BEGIN

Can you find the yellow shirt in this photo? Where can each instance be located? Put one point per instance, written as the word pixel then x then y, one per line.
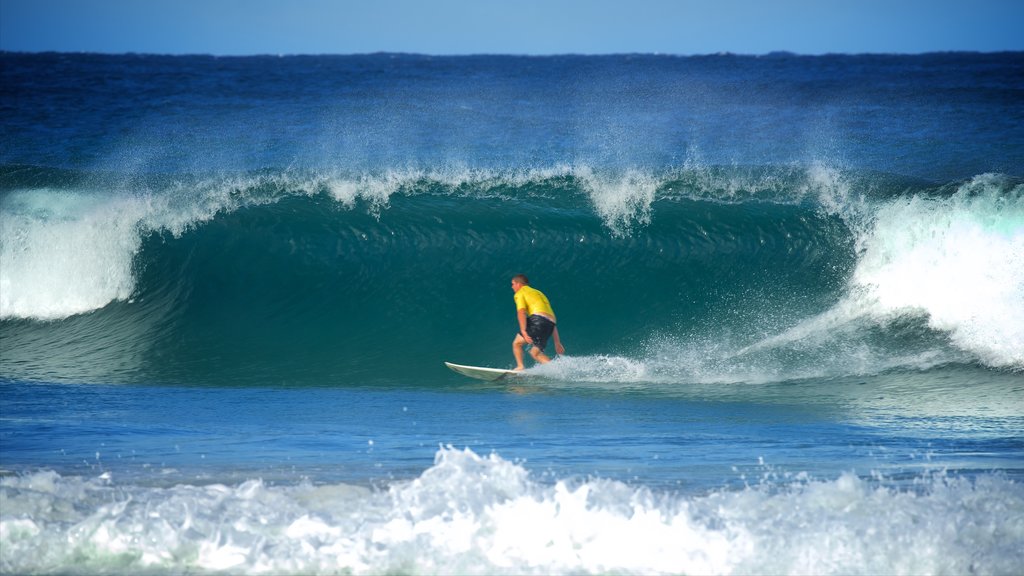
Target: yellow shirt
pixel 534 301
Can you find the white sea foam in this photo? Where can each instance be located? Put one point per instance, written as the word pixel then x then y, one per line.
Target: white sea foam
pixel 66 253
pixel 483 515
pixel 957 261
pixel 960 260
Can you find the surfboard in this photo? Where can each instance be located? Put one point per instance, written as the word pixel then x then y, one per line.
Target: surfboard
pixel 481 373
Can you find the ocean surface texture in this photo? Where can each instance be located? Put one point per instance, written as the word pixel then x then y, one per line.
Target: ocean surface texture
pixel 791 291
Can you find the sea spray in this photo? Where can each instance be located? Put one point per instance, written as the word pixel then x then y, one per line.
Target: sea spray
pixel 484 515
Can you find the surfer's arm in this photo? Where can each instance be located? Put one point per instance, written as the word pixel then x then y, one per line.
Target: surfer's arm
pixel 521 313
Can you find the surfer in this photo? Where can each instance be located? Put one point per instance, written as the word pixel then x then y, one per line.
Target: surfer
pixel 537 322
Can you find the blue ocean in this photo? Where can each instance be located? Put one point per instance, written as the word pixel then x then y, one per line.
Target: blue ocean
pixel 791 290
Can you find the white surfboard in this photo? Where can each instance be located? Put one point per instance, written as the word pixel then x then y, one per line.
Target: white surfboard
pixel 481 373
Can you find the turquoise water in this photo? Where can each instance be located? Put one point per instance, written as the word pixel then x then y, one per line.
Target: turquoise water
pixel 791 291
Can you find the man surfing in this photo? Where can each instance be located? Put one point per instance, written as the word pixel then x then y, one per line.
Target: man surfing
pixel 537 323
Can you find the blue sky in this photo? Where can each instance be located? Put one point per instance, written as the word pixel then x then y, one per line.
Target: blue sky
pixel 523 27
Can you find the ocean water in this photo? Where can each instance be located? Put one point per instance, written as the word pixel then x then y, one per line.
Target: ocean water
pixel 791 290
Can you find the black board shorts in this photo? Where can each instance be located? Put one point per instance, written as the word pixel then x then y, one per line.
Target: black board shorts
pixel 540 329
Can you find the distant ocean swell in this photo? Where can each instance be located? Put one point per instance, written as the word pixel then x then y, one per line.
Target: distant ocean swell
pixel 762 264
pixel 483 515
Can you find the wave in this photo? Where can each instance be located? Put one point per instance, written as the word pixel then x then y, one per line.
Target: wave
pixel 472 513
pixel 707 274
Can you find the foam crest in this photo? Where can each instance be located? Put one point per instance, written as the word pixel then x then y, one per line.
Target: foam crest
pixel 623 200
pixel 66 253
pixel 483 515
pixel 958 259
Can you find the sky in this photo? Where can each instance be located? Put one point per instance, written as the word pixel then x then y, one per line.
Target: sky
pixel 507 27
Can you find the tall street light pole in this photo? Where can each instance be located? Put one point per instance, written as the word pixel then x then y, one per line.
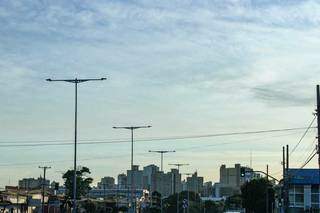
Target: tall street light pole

END

▶ **EXERCISE OBJECTIVE**
When you reach the line holding "Can you find the ocean surface" in the records above, begin reproducing exactly, stop after the line holding "Can you find the sea", and output nothing else.

▶ **ANSWER SPACE**
Can you find the ocean surface texture in this photo? Where can each instance be located? Put one point per instance, written as the word pixel then x then y, one per line.
Target: ocean surface texture
pixel 791 291
Can you find the sea spray in this photo? Where can each instance be located? Put one point per instance, written as the word pixel then x then y, one per line.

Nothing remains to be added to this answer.